You can see that we’ve opened the document as a Zip Archive, now we can read the specific sheet file held within, in this case I’m storing the result in an XmlDocument, this is just my choice of Xml parser;

        private XmlDocument GetSheet(ZipArchive archive, string sheetName)
        {
            XmlDocument sheet = new XmlDocument();
            ZipArchiveEntry archiveEntry = archive.GetEntry("xl/worksheets/" + sheetName + ".xml");

            using (var archiveEntryStream = archiveEntry.Open())
            {
                using (StreamReader reader = new StreamReader(archiveEntryStream))
                {
                    string xml = reader.ReadToEnd();
                    sheet.LoadXml(xml);
                }
            }

            return sheet;
        }

Now we have the document, we can grab a value, here via XPath

       private string ReadCell(XmlDocument worksheet, string cellAddress)
        {
            string value = string.Empty;           
            XmlElement row = worksheet.SelectSingleNodeNS("//x:c[@r='" + cellAddress + "']", "xmlns:x=\"http://schemas.openxmlformats.org/spreadsheetml/2006/main\"") as XmlElement;
            if (row != null)
            {
                value = row.InnerText;
            }
            
            return value;
        }

There you have it, you’ve read the data in cell B2.

Writing data in Excel

Let’s now change that value from 2 to 99.

using (var fileStream = await file.OpenStreamForWriteAsync())
                {
                    using (ZipArchive archive = new ZipArchive(fileStream, ZipArchiveMode.Update))
                    {
                        await WriteCell(archive, worksheet, "sheet1", "B2", "99");
                    }
                }

In this example I’ve chosen to simply remove the sheet from the archive and put a new version back.

        private async Task WriteCell(ZipArchive archive, XmlDocument worksheet, string sheetName, string cellAddress, string value)
        {            
            XmlElement row = worksheet.SelectSingleNodeNS("//x:c[@r='" + cellAddress + "']/x:v", "xmlns:x=\"http://schemas.openxmlformats.org/spreadsheetml/2006/main\"") as XmlElement;
            if (row != null)
            {
                row.InnerText = value;
            }

            string sheetFilename = "xl/worksheets/" + sheetName + ".xml";
            ZipArchiveEntry archiveEntry = archive.GetEntry(sheetFilename);
            archiveEntry.Delete();

            archiveEntry = archive.CreateEntry(sheetFilename);
            using (var archiveEntryStream = archiveEntry.Open())
            {
                using (DataWriter writer = new DataWriter(archiveEntryStream.AsOutputStream()))

EXERCISE TASKS:
- A) Write out the part of the Excel walkthrough that begins at the words "using (var fileStream" and stops after "cellAddress, string value)".
- B) In the Excel walkthrough, what value does cell B2 hold before the change, and what is it changed to?
- C) Using the Excel walkthrough, explain why a specific sheet file can be read once the document has been opened.

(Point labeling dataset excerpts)
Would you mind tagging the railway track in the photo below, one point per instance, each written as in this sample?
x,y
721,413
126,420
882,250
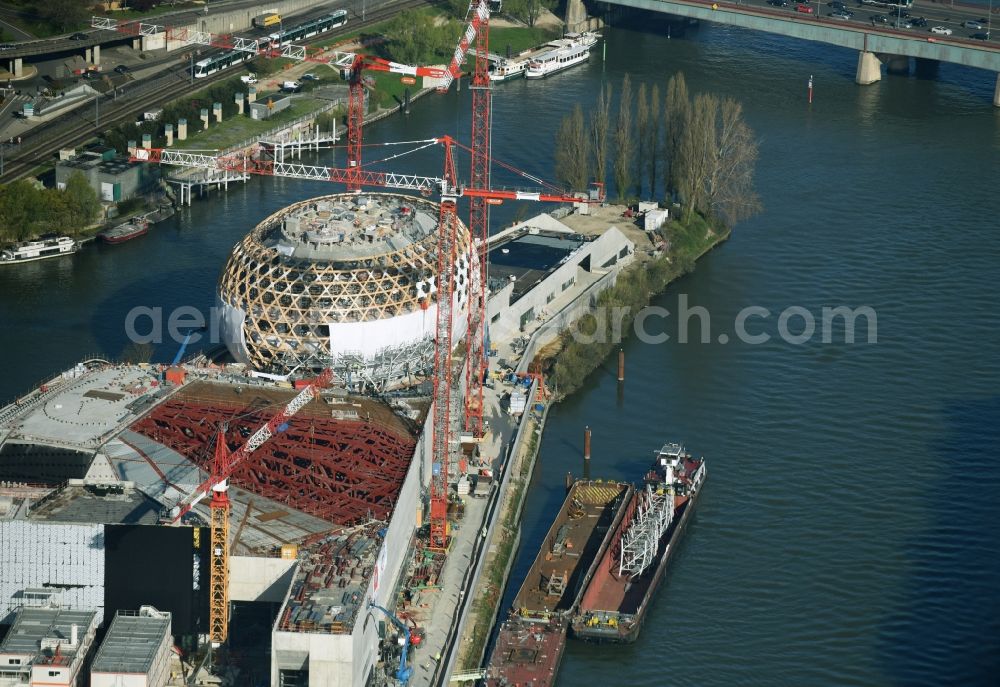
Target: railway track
x,y
40,145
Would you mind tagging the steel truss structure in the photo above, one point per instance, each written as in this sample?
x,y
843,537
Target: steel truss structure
x,y
641,539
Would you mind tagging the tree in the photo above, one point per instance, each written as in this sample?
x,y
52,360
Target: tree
x,y
528,11
653,139
571,151
676,113
624,140
600,119
730,191
82,203
641,137
63,15
718,154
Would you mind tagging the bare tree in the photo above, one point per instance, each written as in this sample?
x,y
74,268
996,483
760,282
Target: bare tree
x,y
676,113
729,190
717,160
600,122
653,139
624,140
572,160
692,162
642,137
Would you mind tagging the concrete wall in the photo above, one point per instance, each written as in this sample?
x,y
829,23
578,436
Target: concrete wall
x,y
253,578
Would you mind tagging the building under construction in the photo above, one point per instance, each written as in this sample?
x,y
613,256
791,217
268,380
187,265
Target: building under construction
x,y
98,464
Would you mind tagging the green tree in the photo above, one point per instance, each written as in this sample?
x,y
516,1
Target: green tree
x,y
528,11
600,118
624,140
64,15
83,205
571,151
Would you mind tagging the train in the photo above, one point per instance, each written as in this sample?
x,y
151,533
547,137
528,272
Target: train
x,y
266,20
311,28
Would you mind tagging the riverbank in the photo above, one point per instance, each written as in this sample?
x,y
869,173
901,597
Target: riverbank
x,y
661,257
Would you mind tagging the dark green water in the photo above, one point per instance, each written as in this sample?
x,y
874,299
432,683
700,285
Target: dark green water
x,y
848,531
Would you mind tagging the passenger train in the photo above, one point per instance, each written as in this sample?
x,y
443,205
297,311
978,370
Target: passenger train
x,y
309,29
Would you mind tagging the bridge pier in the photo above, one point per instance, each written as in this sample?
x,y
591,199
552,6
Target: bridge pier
x,y
16,67
869,69
898,64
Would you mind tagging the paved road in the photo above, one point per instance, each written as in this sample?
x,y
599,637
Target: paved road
x,y
936,14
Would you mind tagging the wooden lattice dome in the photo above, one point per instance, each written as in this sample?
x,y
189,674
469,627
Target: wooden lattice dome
x,y
294,282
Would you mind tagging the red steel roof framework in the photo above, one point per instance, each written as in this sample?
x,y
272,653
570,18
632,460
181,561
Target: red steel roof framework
x,y
343,471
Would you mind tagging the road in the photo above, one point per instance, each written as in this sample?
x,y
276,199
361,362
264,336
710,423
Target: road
x,y
936,14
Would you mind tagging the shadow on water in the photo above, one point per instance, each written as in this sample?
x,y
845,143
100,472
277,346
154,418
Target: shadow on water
x,y
946,630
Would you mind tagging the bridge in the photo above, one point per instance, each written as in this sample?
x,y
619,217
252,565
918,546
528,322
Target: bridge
x,y
876,37
224,17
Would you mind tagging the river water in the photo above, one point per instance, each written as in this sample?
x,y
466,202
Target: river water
x,y
847,532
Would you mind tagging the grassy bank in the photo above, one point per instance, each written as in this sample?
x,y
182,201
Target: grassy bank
x,y
571,362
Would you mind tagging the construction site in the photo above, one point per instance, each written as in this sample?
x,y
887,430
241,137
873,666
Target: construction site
x,y
307,504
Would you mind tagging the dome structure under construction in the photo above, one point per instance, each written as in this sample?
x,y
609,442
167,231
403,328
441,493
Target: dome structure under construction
x,y
344,281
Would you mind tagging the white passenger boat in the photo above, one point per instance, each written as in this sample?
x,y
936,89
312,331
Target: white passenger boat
x,y
39,250
505,69
572,49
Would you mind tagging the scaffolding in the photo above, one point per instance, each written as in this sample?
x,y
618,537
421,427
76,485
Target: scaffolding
x,y
642,538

SOLUTIONS FOR EACH TASK:
- A)
using (var fileStream = await file.OpenStreamForWriteAsync())
                {
                    using (ZipArchive archive = new ZipArchive(fileStream, ZipArchiveMode.Update))
                    {
                        await WriteCell(archive, worksheet, "sheet1", "B2", "99");
                    }
                }

In this example I’ve chosen to simply remove the sheet from the archive and put a new version back.

        private async Task WriteCell(ZipArchive archive, XmlDocument worksheet, string sheetName, string cellAddress, string value)

- B) Cell B2 is changed from 2 to 99.

- C) The document has been opened as a Zip archive, and the sheet file is held within that archive. That is why the specific sheet file can then be read from it.